§ DATA PROVIDED
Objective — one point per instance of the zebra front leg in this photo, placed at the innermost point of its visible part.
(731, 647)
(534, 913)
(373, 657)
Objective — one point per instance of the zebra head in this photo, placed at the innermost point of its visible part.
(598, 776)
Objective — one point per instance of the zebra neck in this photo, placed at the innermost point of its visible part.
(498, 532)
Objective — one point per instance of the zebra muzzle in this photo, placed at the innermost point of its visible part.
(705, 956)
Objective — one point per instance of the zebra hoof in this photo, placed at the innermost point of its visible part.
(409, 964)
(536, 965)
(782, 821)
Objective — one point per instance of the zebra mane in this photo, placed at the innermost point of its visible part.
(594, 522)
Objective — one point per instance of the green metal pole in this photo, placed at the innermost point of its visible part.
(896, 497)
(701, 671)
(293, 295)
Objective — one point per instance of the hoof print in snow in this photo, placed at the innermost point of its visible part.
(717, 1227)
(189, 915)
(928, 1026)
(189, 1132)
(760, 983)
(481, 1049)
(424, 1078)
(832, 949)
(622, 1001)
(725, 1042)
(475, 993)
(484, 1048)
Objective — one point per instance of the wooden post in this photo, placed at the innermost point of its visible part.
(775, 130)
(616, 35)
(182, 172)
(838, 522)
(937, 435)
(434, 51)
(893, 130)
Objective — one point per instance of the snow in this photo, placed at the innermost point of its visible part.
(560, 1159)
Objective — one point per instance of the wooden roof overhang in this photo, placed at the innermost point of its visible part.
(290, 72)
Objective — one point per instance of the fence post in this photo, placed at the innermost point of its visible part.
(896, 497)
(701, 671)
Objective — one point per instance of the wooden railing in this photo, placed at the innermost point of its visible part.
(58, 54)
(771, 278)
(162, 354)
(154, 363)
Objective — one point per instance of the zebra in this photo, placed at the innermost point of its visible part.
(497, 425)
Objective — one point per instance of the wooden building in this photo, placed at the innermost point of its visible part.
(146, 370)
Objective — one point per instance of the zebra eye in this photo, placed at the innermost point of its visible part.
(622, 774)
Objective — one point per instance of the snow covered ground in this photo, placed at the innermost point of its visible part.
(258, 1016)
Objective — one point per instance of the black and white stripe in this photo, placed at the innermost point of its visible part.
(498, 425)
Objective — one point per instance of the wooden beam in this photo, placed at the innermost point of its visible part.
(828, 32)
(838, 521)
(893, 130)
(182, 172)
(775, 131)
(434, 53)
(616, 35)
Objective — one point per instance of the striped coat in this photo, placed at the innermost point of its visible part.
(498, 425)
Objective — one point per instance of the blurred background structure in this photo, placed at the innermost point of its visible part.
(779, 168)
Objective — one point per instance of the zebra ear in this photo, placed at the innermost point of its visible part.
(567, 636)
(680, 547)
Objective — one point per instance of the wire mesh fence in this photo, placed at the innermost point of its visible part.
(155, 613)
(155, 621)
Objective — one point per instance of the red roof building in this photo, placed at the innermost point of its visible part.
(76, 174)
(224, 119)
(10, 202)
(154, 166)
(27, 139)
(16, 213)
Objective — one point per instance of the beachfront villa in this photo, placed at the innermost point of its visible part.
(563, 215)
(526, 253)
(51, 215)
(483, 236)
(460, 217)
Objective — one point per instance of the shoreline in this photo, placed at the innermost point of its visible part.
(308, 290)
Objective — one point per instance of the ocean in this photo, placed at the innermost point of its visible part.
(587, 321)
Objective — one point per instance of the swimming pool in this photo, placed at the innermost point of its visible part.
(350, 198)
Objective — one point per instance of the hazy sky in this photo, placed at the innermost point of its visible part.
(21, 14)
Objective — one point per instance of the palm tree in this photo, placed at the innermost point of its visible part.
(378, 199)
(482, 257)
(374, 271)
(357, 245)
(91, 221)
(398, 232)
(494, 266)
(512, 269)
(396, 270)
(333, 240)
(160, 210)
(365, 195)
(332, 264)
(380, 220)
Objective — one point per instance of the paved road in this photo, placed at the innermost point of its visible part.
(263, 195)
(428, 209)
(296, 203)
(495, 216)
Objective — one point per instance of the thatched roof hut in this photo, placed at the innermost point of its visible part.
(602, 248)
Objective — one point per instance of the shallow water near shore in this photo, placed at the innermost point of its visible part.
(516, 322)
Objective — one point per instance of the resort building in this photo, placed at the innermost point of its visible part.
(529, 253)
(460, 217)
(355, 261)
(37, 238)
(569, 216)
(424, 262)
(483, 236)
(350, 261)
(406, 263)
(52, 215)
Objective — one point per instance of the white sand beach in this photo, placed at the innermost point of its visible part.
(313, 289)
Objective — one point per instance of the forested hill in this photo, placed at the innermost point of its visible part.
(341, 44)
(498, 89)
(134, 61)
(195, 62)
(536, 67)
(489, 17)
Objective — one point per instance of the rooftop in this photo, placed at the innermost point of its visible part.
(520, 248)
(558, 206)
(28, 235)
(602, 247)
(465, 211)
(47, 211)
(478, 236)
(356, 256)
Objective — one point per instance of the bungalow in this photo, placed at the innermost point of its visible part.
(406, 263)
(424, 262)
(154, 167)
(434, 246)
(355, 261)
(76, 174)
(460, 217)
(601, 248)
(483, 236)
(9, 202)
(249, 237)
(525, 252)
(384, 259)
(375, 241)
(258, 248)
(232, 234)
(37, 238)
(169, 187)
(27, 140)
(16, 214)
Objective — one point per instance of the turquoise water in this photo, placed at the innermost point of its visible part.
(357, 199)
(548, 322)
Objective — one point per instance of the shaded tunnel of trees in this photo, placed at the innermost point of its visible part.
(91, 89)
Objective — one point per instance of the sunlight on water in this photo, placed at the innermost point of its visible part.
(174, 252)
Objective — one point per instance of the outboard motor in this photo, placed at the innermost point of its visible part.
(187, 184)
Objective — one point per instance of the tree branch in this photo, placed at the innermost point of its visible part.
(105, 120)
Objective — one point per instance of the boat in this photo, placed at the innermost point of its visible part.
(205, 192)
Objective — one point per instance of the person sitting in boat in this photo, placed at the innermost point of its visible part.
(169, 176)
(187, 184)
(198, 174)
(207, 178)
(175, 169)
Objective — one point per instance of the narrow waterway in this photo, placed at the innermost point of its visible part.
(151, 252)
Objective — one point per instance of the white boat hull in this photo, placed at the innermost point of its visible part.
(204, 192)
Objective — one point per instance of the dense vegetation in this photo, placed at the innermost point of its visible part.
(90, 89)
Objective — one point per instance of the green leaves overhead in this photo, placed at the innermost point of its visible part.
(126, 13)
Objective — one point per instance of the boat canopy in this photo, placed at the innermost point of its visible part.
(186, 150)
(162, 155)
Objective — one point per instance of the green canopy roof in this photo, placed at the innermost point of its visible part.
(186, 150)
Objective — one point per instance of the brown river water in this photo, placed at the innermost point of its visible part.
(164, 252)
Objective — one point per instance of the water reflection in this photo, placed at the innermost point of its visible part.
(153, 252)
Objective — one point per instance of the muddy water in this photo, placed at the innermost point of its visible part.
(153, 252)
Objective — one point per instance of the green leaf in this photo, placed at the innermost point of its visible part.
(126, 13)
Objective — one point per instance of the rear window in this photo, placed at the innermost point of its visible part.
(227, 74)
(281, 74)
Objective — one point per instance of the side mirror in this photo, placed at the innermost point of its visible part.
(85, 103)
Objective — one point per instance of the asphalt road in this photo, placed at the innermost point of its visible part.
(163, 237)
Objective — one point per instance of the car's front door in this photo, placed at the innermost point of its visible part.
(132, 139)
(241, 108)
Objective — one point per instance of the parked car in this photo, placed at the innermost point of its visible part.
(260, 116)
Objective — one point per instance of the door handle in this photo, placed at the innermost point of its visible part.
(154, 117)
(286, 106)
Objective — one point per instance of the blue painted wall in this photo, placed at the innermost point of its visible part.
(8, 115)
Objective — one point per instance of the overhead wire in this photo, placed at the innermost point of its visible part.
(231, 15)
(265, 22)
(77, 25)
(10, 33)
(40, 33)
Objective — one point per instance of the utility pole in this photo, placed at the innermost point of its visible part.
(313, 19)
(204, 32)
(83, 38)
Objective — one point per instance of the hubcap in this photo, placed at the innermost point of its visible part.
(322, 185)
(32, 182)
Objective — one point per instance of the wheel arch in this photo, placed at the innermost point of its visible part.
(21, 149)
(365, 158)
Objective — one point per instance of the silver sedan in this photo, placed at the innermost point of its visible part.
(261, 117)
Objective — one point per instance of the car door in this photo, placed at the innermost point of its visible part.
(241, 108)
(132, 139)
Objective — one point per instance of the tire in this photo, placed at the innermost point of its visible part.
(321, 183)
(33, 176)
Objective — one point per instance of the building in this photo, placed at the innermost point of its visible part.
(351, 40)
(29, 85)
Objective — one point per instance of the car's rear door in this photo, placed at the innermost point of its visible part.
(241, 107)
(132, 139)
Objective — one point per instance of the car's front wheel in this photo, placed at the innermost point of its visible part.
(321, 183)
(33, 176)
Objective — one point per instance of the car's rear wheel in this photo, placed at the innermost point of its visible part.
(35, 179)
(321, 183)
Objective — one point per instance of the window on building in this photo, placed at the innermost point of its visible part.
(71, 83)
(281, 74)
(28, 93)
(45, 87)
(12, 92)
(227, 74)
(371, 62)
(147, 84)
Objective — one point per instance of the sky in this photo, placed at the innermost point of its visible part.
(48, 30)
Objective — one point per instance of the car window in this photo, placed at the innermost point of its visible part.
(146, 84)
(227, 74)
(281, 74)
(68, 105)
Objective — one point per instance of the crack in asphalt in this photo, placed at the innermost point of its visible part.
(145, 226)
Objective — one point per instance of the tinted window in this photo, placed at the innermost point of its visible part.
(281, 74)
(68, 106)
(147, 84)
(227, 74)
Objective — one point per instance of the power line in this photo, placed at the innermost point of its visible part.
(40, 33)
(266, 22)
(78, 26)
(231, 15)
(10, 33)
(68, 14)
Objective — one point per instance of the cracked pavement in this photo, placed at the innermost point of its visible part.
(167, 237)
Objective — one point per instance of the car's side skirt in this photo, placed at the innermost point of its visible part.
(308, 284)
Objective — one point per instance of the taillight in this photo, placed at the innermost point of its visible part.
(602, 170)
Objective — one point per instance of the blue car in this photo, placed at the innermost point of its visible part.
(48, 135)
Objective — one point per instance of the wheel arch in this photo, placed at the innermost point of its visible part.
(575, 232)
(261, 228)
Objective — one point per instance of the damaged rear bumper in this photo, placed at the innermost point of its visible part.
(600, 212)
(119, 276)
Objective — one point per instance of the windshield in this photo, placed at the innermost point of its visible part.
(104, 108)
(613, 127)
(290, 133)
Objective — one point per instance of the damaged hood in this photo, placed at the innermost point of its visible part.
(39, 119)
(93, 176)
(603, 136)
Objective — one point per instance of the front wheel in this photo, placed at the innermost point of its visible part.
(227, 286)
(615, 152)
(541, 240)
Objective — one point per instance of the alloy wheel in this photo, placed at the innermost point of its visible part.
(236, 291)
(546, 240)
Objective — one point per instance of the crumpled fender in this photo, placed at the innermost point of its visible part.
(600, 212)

§ WHAT IS BEING ASKED
Every line from the one containing "Objective — one point per instance of the windshield" through the last line of the entries above must be output exactly. Leave the rest out.

§ RESULT FOR THIS TASK
Objective — one point per instance of the windshield in this photo, placed at the innermost point of its visible part.
(104, 108)
(613, 127)
(290, 133)
Objective — one point per instance of the damaged hood in this photo, placed at the innermost point of its visible part.
(39, 119)
(93, 176)
(603, 136)
Objective — one point per instance of the front wheel in this photo, placed at the innermost point of its visible part.
(227, 286)
(615, 152)
(541, 240)
Objective — one point per instance of the alloy wheel in this photo, placed at the innermost point of its visible part.
(236, 291)
(546, 240)
Objective — one point per instance of the crumpled fender in this photo, placed at the innermost point of its visible part.
(600, 212)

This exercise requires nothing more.